REQUIREMENT: Can you render all of the rows below as a JSON list of strings, one string per line, skipping blank lines and leaving out the pictures?

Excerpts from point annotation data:
☆ ☆ ☆ ☆
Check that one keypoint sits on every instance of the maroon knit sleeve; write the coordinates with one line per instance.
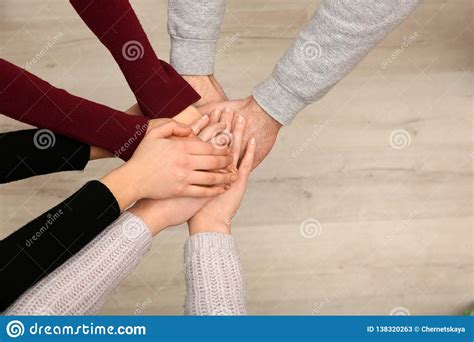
(160, 91)
(29, 99)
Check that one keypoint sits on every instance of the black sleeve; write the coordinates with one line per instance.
(36, 152)
(38, 248)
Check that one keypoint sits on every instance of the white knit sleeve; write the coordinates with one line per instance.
(213, 276)
(82, 284)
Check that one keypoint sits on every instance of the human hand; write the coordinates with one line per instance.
(163, 168)
(259, 124)
(216, 215)
(208, 87)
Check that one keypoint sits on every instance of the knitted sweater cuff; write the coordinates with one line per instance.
(193, 57)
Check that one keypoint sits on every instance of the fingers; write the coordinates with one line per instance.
(247, 160)
(198, 125)
(201, 191)
(238, 133)
(204, 148)
(215, 116)
(206, 162)
(226, 117)
(210, 131)
(211, 178)
(171, 128)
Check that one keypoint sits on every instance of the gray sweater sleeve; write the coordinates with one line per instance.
(194, 26)
(82, 284)
(338, 36)
(213, 276)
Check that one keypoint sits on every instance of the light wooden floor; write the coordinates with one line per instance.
(396, 224)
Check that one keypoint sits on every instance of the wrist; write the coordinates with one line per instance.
(121, 183)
☆ ☆ ☆ ☆
RESULT:
[
  "Check that one keypoint sits on every instance of the maroon knit sleeve; write the coordinates with one line per instance.",
  "(160, 91)",
  "(29, 99)",
  "Check that one keypoint sits on every instance of the black sleeve; write the coordinates with one line per instance.",
  "(36, 152)",
  "(38, 248)",
  "Check that one keypoint sits on every instance of the white knit sleeve; write the coordinates with one line per instance.",
  "(213, 276)",
  "(82, 284)",
  "Check that one keypoint sits on every instance of the human hand; write the coordinates with one line per instance.",
  "(163, 168)",
  "(259, 124)",
  "(216, 215)",
  "(208, 87)",
  "Check that one keypoint sits on every instance of the knitted sweater cuff; write the coordinates with one line per instance.",
  "(193, 57)",
  "Check that one keypoint sits on every instance of the fingers; write the coordinates with one line per instance.",
  "(247, 160)",
  "(198, 125)",
  "(201, 191)",
  "(238, 133)",
  "(204, 148)",
  "(215, 116)",
  "(206, 162)",
  "(226, 117)",
  "(210, 131)",
  "(211, 178)",
  "(171, 128)",
  "Check that one keypoint sits on every instance of the gray sweater sleeve; write the coordinates with one line per instance.",
  "(194, 26)",
  "(82, 284)",
  "(338, 36)",
  "(213, 276)",
  "Check that one keypoint sits on every instance of the light wooden floor; write the coordinates with one line per instance.",
  "(396, 224)",
  "Check that one keypoint sits on every instance of the wrist; write the coordinates with one line per instance.",
  "(121, 183)"
]